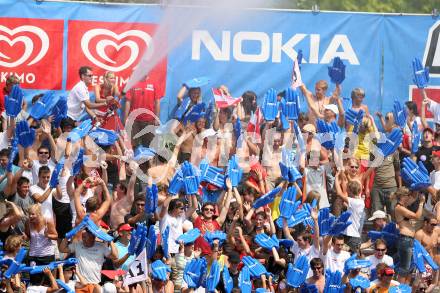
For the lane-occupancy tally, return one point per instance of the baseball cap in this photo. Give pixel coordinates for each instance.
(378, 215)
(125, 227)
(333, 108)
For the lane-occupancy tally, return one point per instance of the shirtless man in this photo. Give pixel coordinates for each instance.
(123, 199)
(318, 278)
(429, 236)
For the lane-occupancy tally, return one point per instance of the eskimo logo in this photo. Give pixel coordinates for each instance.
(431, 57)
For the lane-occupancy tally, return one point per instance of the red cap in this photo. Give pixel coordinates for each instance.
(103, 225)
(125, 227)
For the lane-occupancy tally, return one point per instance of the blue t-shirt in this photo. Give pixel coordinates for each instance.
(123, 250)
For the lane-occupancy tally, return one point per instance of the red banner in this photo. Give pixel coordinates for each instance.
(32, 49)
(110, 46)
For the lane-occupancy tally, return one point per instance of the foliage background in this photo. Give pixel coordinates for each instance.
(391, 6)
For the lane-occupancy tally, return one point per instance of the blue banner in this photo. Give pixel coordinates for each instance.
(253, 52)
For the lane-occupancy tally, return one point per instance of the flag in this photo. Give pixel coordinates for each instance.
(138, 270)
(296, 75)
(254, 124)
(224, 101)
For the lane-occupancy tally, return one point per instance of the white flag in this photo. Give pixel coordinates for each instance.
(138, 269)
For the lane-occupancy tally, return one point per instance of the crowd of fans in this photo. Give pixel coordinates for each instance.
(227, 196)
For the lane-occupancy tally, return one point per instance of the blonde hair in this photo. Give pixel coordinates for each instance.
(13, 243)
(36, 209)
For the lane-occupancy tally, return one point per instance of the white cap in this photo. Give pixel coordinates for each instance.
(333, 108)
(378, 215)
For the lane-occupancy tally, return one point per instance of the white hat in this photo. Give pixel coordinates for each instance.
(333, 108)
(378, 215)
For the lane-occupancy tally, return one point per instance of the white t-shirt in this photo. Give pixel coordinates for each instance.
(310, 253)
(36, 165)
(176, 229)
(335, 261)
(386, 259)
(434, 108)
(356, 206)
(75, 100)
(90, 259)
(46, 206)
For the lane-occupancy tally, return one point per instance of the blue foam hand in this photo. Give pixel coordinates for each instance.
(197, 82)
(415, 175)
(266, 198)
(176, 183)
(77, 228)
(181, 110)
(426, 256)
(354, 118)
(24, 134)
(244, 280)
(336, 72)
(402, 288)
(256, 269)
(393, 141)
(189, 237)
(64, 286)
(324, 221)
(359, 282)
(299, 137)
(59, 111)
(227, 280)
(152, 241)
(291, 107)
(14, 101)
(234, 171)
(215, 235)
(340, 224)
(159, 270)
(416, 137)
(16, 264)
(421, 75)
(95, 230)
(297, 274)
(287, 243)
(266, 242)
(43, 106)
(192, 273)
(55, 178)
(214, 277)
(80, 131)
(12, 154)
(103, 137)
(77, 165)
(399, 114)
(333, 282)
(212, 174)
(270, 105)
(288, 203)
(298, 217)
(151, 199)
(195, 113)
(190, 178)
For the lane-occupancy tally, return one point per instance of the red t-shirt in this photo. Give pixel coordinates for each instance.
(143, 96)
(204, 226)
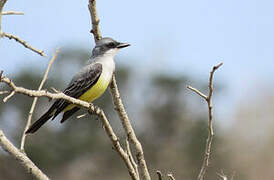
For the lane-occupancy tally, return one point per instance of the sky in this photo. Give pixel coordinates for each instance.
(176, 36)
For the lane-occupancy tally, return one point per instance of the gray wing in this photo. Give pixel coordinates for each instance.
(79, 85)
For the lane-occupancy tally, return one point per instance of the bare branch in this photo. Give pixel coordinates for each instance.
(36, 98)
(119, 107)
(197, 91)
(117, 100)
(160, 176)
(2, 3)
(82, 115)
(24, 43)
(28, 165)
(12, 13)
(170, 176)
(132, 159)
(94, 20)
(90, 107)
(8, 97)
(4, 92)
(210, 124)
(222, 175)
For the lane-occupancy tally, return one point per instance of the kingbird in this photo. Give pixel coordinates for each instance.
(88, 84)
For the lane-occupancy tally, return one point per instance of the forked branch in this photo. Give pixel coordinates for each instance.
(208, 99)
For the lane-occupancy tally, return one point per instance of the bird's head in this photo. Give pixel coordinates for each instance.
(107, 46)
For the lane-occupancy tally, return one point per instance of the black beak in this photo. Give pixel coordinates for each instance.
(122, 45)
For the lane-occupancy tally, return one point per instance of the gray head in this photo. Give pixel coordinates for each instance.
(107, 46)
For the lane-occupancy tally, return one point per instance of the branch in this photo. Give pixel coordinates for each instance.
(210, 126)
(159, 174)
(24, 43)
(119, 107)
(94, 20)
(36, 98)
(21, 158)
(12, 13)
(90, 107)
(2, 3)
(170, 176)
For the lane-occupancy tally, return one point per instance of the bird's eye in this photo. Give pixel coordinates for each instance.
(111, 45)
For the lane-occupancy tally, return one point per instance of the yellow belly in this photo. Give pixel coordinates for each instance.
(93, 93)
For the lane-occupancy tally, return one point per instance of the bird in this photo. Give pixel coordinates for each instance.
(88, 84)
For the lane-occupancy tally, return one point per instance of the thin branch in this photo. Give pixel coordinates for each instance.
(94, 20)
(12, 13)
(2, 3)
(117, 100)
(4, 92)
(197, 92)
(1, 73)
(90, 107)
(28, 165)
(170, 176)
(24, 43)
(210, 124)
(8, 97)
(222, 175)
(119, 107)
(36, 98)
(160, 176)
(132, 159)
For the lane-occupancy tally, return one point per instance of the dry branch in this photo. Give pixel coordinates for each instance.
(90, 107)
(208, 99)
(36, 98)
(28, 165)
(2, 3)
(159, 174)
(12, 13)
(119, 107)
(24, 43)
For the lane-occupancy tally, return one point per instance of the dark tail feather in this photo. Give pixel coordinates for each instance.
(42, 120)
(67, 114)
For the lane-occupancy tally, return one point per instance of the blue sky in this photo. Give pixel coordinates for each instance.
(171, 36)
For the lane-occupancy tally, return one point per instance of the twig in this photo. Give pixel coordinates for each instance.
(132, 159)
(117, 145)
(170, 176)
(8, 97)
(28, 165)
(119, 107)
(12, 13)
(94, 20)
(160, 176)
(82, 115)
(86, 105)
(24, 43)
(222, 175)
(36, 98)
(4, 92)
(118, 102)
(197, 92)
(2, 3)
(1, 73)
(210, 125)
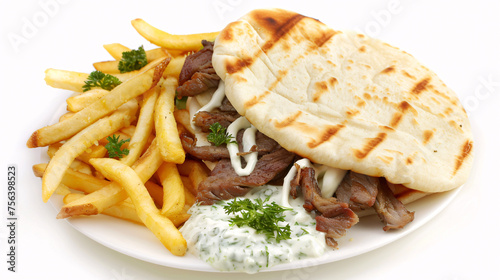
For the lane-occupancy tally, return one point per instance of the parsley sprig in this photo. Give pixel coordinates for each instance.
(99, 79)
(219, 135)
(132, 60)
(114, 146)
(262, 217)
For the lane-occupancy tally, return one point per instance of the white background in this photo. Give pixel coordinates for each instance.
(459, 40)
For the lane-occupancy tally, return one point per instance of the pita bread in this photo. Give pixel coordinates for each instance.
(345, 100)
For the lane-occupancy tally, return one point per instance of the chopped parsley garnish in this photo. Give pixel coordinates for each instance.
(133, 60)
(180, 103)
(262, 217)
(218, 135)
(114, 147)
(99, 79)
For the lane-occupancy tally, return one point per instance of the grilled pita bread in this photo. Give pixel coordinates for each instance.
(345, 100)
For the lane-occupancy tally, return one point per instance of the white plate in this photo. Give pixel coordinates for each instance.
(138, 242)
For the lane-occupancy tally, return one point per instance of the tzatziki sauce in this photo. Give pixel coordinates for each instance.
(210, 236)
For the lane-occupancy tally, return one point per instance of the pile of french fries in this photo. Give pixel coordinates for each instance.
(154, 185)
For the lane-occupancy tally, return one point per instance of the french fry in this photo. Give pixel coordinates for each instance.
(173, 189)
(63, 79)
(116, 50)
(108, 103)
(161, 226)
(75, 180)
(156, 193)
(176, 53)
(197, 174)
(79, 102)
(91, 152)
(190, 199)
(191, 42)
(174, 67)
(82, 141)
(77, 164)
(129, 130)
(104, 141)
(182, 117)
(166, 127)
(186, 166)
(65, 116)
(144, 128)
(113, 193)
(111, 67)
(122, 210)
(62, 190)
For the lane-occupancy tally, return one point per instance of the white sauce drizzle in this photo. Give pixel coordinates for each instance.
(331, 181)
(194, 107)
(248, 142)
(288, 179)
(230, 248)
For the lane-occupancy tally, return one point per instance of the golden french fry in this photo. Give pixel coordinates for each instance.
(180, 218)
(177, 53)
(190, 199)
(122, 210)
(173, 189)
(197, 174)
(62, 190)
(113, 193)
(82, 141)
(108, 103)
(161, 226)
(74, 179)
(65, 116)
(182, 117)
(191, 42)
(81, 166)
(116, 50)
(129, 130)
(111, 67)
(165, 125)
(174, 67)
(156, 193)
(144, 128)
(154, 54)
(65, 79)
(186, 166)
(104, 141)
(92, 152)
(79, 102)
● ● ● ● ●
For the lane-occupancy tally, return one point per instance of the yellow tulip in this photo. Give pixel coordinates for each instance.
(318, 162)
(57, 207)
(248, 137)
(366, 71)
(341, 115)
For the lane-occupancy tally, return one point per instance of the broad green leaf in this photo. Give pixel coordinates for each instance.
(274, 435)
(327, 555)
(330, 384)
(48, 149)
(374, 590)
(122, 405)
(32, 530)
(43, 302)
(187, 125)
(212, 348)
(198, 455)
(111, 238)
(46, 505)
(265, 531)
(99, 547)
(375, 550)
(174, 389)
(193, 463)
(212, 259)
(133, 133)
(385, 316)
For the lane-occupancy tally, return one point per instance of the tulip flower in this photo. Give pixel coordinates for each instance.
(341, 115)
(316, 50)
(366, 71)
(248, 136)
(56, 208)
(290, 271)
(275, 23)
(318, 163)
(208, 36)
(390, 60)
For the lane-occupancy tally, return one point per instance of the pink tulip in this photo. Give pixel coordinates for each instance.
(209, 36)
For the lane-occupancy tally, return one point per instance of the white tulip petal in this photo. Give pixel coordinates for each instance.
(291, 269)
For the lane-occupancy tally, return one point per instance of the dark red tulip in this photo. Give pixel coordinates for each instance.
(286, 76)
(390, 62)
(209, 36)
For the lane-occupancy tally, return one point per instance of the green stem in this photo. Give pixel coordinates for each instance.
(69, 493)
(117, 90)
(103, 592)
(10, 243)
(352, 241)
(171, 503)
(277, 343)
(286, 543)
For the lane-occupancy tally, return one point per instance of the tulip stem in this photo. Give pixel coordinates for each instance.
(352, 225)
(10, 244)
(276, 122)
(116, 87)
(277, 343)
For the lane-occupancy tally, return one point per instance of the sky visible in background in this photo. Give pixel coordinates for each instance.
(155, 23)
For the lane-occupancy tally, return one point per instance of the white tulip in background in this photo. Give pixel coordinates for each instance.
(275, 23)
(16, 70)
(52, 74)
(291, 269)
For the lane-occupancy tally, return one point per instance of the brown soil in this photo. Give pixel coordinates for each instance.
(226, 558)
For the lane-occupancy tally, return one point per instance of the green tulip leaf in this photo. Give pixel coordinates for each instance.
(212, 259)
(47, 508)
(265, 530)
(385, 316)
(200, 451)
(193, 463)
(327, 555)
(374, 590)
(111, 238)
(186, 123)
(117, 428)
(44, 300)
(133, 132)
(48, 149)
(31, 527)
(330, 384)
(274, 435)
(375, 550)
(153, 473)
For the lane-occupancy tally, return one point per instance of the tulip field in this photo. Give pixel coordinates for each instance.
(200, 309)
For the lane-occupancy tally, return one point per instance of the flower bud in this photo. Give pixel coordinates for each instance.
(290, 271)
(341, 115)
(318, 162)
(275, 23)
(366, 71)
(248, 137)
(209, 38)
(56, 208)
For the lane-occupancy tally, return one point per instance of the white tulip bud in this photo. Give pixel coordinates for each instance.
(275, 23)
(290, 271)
● ● ● ● ●
◆ **Aim**
Show every line of the entries above that contains the word "french", copying each line in full. Case counts.

◆ **Answer in full**
For the lane-occupancy tally, return one point per instance of the pile of french fries in this photo. Give pixel coordinates for each instance.
For the lane-occupancy tally, return one point per instance of the french fry in this photo. Give pixel coordinates for each instance.
For the lane-occupancy tally, return one point per instance of the golden french fry in this photo. Give pixel coordinates for each instance.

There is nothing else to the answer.